> _EXERCISE DIRECTIONS_
An exact restatement of the records below is expected.

> _DATA FOR THE TASK_

........

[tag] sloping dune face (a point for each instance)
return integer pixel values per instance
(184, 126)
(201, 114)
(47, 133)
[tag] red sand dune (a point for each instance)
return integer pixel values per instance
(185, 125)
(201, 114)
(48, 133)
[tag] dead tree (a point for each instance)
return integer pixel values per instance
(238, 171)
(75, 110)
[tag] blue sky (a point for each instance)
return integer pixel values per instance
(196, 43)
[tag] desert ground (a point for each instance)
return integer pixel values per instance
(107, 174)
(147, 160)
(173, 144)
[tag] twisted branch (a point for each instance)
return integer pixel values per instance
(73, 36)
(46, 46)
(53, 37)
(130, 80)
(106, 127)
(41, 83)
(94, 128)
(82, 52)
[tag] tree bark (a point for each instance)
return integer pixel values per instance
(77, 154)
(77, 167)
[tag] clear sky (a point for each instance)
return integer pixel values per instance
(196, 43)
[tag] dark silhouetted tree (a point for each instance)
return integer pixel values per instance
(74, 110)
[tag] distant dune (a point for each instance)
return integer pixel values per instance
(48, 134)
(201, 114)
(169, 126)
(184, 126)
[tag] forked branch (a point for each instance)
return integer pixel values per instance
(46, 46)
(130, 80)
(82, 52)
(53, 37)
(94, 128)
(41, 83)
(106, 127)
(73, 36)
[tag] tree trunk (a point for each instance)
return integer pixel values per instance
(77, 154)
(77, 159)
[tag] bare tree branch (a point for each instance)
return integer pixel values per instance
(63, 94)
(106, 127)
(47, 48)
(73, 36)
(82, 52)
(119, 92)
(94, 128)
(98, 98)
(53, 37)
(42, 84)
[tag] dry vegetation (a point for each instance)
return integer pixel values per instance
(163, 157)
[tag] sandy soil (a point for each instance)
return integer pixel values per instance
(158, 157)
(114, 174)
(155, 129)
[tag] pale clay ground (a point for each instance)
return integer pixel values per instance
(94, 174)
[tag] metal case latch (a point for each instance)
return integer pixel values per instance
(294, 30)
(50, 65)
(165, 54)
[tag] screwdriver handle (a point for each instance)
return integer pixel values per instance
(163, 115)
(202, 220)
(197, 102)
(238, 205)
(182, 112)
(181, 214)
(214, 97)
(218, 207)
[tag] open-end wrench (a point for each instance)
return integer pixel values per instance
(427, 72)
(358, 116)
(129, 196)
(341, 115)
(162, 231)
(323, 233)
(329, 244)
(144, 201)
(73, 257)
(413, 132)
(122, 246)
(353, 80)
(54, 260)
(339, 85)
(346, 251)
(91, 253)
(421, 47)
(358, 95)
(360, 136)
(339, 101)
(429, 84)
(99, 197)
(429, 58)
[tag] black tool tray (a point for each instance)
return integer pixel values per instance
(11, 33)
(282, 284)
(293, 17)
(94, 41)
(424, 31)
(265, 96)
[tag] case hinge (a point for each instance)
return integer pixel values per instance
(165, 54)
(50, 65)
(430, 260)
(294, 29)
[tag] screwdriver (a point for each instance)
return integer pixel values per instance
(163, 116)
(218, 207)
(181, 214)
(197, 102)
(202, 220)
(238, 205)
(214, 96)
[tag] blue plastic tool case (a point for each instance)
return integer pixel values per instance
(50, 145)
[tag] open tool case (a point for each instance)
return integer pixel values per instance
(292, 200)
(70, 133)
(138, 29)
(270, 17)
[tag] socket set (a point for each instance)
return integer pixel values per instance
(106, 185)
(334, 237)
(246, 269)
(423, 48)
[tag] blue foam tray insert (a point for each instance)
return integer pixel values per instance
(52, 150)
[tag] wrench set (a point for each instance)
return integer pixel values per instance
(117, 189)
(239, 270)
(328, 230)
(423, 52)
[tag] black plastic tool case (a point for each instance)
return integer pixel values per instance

........

> _WRITTEN ANSWER_
[tag] sloping dune face (a point for each instance)
return integer pixel values per instance
(184, 126)
(201, 114)
(47, 133)
[tag] red sand dune (a point for each instance)
return integer pixel values per instance
(185, 125)
(201, 114)
(48, 133)
[tag] dead tree (a point for each instance)
return integer pixel values per instance
(238, 171)
(75, 110)
[tag] blue sky (a point for each instance)
return integer pixel values per instance
(196, 43)
[tag] desert ground (a point for each instance)
return integer pixel values per instance
(107, 174)
(147, 160)
(173, 144)
[tag] twisted branch (a point for each instance)
return integer pixel values per instance
(73, 36)
(46, 46)
(53, 37)
(130, 80)
(106, 127)
(41, 83)
(94, 128)
(82, 52)
[tag] tree bark (a point for each instance)
return integer pixel values per instance
(77, 154)
(77, 167)
[tag] clear sky (a point for each instance)
return integer pixel values per instance
(196, 43)
[tag] dark silhouetted tree (a point for each instance)
return integer pixel values per instance
(74, 110)
[tag] distant dune (a point for each instance)
return integer pixel values per instance
(48, 134)
(201, 114)
(169, 126)
(184, 126)
[tag] forked branch (a point for each instance)
return integer pixel values per instance
(46, 46)
(130, 80)
(82, 52)
(53, 37)
(94, 128)
(41, 83)
(106, 127)
(73, 36)
[tag] tree trunk (a point for each instance)
return integer pixel values per instance
(77, 154)
(77, 159)
[tag] bare tree branch (a point for each instance)
return integer pixel values per instance
(63, 94)
(106, 127)
(47, 48)
(73, 36)
(82, 52)
(119, 92)
(94, 128)
(98, 98)
(53, 37)
(42, 84)
[tag] dry vegetation (a point for each instance)
return integer pixel values per instance
(163, 157)
[tag] sandy soil (a point for each instance)
return integer pixel values per instance
(158, 157)
(114, 174)
(155, 129)
[tag] pale clay ground (a point for each instance)
return integer pixel values per instance
(94, 174)
[tag] metal case latch (a point for each instance)
return integer pixel values per instance
(294, 30)
(50, 65)
(165, 54)
[tag] screwdriver handle (a point for each instance)
return integer pixel values per instance
(163, 115)
(202, 220)
(197, 102)
(238, 205)
(182, 112)
(181, 214)
(214, 97)
(218, 207)
[tag] open-end wrench (a point for each instance)
return integer pixel values per instance
(427, 72)
(358, 116)
(129, 196)
(341, 115)
(162, 231)
(323, 233)
(329, 244)
(144, 201)
(73, 257)
(413, 132)
(122, 246)
(353, 80)
(54, 260)
(339, 85)
(346, 251)
(91, 253)
(421, 47)
(358, 95)
(360, 136)
(339, 101)
(429, 84)
(99, 197)
(429, 58)
[tag] black tool tray (a point for each instance)
return integer pixel values per instance
(11, 33)
(282, 284)
(293, 17)
(94, 41)
(424, 31)
(265, 96)
[tag] case hinge (a point for each instance)
return integer pixel values per instance
(165, 54)
(50, 65)
(430, 260)
(294, 29)
[tag] screwdriver (a point for each instance)
return integer pixel values per instance
(163, 116)
(218, 207)
(181, 214)
(197, 102)
(202, 220)
(238, 205)
(214, 96)
[tag] blue plastic tool case (a point for each instance)
return integer pixel values per instance
(50, 145)
[tag] open tool case (a point for each instance)
return integer pixel values per instance
(292, 200)
(70, 133)
(138, 29)
(270, 17)
[tag] socket set (a point for each instance)
return integer pixel values per instance
(106, 185)
(334, 237)
(246, 269)
(423, 48)
[tag] blue foam tray insert (a point for each instance)
return integer pixel values per instance
(52, 150)
[tag] wrench set (a point for each instance)
return integer pixel values per instance
(117, 189)
(239, 270)
(328, 230)
(423, 52)
[tag] black plastic tool case (a point for each instance)
return integer pixel values per instance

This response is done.